- [THE REQUEST]
Write out the listing below from the line containing "Labeling rule: each instance of the metal" to its last line, unaltered, ends included.

- [MATERIAL PROVIDED]
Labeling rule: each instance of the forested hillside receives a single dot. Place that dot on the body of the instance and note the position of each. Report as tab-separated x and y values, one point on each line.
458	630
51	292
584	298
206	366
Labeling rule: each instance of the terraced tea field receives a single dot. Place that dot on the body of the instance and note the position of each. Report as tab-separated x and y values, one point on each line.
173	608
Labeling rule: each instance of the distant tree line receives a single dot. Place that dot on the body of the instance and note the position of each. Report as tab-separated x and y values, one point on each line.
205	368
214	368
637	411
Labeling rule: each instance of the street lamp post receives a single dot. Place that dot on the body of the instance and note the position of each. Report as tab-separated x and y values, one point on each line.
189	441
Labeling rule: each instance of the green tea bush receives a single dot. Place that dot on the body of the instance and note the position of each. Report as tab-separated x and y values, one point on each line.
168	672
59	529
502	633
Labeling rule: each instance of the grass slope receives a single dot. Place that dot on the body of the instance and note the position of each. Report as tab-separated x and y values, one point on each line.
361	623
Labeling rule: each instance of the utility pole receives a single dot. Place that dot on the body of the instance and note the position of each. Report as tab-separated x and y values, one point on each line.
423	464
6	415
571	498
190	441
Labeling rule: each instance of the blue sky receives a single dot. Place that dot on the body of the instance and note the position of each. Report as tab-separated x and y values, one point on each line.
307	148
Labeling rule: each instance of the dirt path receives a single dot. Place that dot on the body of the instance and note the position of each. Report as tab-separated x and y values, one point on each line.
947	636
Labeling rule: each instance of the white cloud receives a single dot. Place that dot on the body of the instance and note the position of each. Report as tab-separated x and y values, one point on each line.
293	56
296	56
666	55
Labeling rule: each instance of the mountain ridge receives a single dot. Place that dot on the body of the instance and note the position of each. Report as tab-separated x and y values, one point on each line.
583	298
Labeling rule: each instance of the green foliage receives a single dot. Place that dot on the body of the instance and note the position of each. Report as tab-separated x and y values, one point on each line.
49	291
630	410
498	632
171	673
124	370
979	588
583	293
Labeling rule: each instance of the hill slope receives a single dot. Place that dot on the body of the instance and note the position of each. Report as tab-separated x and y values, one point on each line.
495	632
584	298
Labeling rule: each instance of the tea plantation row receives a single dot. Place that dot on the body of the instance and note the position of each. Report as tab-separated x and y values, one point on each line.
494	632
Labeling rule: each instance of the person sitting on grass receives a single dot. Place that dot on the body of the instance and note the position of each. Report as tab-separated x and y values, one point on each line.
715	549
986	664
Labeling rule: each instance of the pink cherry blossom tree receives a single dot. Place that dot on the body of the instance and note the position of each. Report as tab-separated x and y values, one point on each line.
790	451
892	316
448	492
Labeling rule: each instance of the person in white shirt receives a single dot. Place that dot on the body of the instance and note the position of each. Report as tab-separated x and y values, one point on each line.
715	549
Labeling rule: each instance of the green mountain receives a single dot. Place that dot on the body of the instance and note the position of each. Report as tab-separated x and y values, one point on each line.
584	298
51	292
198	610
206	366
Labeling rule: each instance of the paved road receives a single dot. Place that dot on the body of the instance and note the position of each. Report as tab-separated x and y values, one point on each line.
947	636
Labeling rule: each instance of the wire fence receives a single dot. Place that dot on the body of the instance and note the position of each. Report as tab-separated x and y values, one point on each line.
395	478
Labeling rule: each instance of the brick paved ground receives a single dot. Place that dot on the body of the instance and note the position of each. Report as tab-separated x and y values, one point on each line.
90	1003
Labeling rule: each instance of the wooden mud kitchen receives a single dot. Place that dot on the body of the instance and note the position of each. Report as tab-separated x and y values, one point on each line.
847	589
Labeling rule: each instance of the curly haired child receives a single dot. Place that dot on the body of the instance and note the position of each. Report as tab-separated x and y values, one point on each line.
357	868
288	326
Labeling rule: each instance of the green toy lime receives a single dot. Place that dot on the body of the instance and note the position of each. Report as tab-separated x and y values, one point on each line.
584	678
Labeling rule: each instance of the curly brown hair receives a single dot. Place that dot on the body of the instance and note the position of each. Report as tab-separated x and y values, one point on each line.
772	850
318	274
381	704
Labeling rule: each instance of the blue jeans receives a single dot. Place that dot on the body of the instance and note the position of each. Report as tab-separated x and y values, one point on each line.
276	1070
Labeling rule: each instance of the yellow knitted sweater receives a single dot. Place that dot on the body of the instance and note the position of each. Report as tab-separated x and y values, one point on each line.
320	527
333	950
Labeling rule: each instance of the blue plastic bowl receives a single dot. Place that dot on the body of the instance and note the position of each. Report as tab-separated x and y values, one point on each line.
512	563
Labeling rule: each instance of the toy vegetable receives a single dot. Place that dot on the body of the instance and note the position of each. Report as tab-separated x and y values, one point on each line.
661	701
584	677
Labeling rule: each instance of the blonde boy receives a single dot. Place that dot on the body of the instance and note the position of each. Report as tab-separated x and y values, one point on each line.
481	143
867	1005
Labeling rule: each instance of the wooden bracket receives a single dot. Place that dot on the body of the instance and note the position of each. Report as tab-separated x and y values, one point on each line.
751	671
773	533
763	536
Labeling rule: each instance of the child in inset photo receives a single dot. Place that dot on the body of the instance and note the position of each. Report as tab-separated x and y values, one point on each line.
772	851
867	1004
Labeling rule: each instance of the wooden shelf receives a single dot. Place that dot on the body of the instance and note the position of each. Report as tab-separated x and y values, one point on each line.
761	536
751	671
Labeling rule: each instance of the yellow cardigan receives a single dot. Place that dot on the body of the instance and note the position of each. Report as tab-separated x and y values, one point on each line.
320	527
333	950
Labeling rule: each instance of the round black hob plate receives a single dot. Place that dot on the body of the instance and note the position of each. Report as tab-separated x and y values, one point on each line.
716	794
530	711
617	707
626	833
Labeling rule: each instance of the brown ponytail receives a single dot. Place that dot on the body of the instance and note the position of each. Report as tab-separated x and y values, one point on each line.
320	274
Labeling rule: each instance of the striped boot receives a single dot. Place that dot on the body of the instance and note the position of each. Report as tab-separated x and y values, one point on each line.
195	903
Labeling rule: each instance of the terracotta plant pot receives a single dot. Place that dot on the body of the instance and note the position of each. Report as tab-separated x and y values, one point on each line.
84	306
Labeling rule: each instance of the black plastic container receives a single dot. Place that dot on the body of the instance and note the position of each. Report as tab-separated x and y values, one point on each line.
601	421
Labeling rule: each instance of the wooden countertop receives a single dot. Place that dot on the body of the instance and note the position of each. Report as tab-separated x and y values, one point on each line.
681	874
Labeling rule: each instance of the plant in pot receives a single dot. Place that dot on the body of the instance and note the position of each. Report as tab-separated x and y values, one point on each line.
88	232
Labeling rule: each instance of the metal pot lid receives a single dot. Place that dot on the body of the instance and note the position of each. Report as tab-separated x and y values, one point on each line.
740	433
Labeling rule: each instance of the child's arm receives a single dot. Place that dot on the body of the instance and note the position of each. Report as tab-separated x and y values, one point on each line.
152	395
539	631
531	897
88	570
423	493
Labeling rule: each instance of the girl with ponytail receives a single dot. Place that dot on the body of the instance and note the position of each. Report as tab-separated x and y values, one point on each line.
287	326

- [CORRECT OUTPUT]
Labeling rule: each instance of the metal pot lid receives a single dot. Place that dot on the body of the instance and note the position of each. Report as tab-separated x and y values, one point on each line.
740	433
Labeling rule: each instance of the child's arm receives a single dot. Place that dot on the body of the instance and note the position of each. Report as tab-separated x and y values, one point on each line.
152	395
539	631
531	897
88	570
423	493
Labeling rule: each instance of the girl with ponytail receives a single dot. Place that dot on the body of the instance and note the position of each. Report as tab-separated x and y values, one point on each line.
287	326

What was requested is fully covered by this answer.